Afinación de parámetros con Keras Tuner
===

* 30:00 min | Última modificación: Mayo 10, 2021 | [YouTube]

Adaptado de:

* https://www.tensorflow.org/tutorials/keras/keras_tuner

In [1]:
import kerastuner as kt
import tensorflow as tf
from tensorflow import keras

print(tf.__version__)
print(kt.__version__)

2.4.1
1.0.2


In [2]:
#
#  Descarga de los datos
#
(
    (train_images, train_labels),
    (test_images, test_labels),
) = keras.datasets.fashion_mnist.load_data()

## Especificación del modelo

In [3]:
def model_builder(hp):
    
    #
    # Evalua distintas cantidades de neuronas en la capa
    # oculta
    #
    hp_units = hp.Int(
        "units",
        min_value=32,
        max_value=512,
        step=32,
    )
        
    model = keras.Sequential(
        [
            #
            # Esta capa reduce una dimension de la matriz de entrada.
            # El conjunto de entrada es una lista de matrices de 28x28.
            # Flatten genera una lista de vectores de dimensión 28x28
            #            
            keras.layers.Flatten(input_shape=(28, 28)),
            
            #
            # Preprocesamiento de la entrada [0, 255] --> [0, 1]
            #
            keras.layers.experimental.preprocessing.Rescaling(scale=1.0 / 255),
            
            #
            # Capa de procesamiento. Aquí se modifica dinamicamente la 
            # cantidad de neuronas en la capa
            #
            keras.layers.Dense(
                units=hp_units,
                activation="relu",
            ),
            
            #
            # Capa de salida
            #
            keras.layers.Dense(10)
        ]
    )

    #
    # Escoge el mejor valor para la tasa de aprendizaje
    #
    hp_learning_rate = hp.Choice(
        "learning_rate",
        values=[0.01, 0.001, 0.0001],
    )

    model.compile(
        #
        # Optimizador con distintos valores 
        # para la tasa de aprendizaje
        #
        optimizer=keras.optimizers.Adam(
            learning_rate=hp_learning_rate,
        ),
        #
        # Función de pérdida
        #
        loss=keras.losses.SparseCategoricalCrossentropy(
            from_logits=True,
        ),
        #
        # Métrica a monitoreas
        #
        metrics=["accuracy"],
    )

    return model

## Monitoreo del modelo con Early Stopping

In [4]:
callbacks = [
    tf.keras.callbacks.EarlyStopping(
        #
        # Metrica a monitorear
        #
        monitor="val_loss",
        
        #
        # Número de iteraciones sin mejora antes
        # de finalizar el entrenamiento
        #
        patience=5,
    )

**Datos proporcionados**
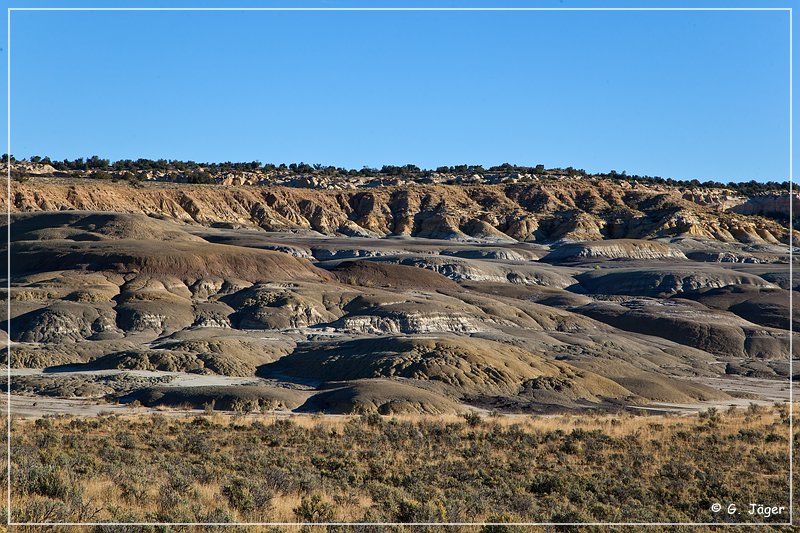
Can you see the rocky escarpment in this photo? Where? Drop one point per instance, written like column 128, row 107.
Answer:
column 774, row 205
column 587, row 210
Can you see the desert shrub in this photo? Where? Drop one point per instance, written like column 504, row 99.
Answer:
column 473, row 419
column 313, row 510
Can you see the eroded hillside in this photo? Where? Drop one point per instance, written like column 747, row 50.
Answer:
column 433, row 299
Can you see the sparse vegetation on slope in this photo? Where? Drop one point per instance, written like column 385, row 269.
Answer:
column 375, row 469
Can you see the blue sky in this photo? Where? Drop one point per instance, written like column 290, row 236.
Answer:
column 676, row 94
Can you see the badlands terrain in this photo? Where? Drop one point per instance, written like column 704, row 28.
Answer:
column 561, row 293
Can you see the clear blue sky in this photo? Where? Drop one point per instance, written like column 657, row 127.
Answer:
column 677, row 94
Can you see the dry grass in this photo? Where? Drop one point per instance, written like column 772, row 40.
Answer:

**Trabajo pendiente**
1. Indica si cada afirmación coincide con el fragmento sobre Keras Tuner y responde sí o no, citando literalmente las palabras que lo deciden: (a) La capa oculta puede tener entre 32 y 512 neuronas. (b) La tasa de aprendizaje se elige entre cuatro valores posibles. (c) El entrenamiento se detiene tras tres iteraciones sin mejora.
2. Continúa el fragmento sobre Keras Tuner a partir del punto en que se detiene, con el mismo estilo de código y comentarios.
Los registros no son necesarios para resolver nada.

**Las respuestas**
1.
(a) Sí: «min_value=32» y «max_value=512».
(b) No: «values=[0.01, 0.001, 0.0001]».
(c) No: «patience=5».

2.
]

## Estrategias de búsqueda

In [5]:
!rm -rf /tmp/hyperband_kt

hyperband_tuner = kt.Hyperband(
    hypermodel=model_builder,      # construye el modelo
    objective="val_accuracy",      # criterio para seleccionar los parametros
    max_epochs=10,                 # Número máximo de iteraciones
    factor=3,                      # factor para reducir la cantidad de modelos
    directory="/tmp/hyperband_kt", # directorio de trabajo
    project_name="hyperband_kt",   # nombre del proyecto
    overwrite=True,                # sobre-escribe la carpeta si existe
)

#
# Resumen de los parametros de la búsqueda
#
hyperband_tuner.search_space_summary()

Search space summary
Default search space size: 2
units (Int)
{'default': None, 'conditions': [], 'min_value': 32, 'max_value': 512, 'step': 32, 'sampling': None}
learning_rate (Choice)
{'default': 0.01, 'conditions': [], 'values': [0.01, 0.001, 0.0001], 'ordered': True}


In [6]:
!rm -rf /tmp/randomsearch_kt

randomsearch_tuner = kt.RandomSearch(
    hypermodel=model_builder,         # construye el modelo
    objective="val_accuracy",         # criterio para seleccionar los parametros
    max_trials=4,                     # número máximo de ensayos
    directory="/tmp/randomsearch_kt", # directorio de trabajo
    project_name="randomsearch_kt",   # Nombre del proyecto
    overwrite=True,                   # sobre-escribe la carpeta si existe
)

#
# Resumen de los parametros de la búsqueda
#
randomsearch_tuner.search_space_summary()

Search space summary
Default search space size: 2
units (Int)
{'default': None, 'conditions': [], 'min_value': 32, 'max_value': 512, 'step': 32, 'sampling': None}
learning_rate (Choice)
{'default': 0.01, 'conditions': [], 'values': [0.01, 0.001, 0.0001], 'ordered': True}


In [7]:
!rm -rf /tmp/bayesianopt_kt

bayesianoptimization_tuner = kt.BayesianOptimization(
    hypermodel=model_builder,         # construye el modelo
    objective="val_accuracy",         # criterio para seleccionar los parametros
    max_trials=4,                     # número máximo de ensayos
    seed=123456,                      # semilla del generador de aleatorios
    directory="/tmp/bayesianopt_kt",  # directorio de trabajo
    project_name="bayesianopt_kt",    # Nombre del proyecto
    overwrite=True,                   # sobre-escribe la carpeta si existe
)

#
# Resumen de los parametros de la búsqueda
#
bayesianoptimization_tuner.search_space_summary()

Search space summary
Default search space size: 2
units (Int)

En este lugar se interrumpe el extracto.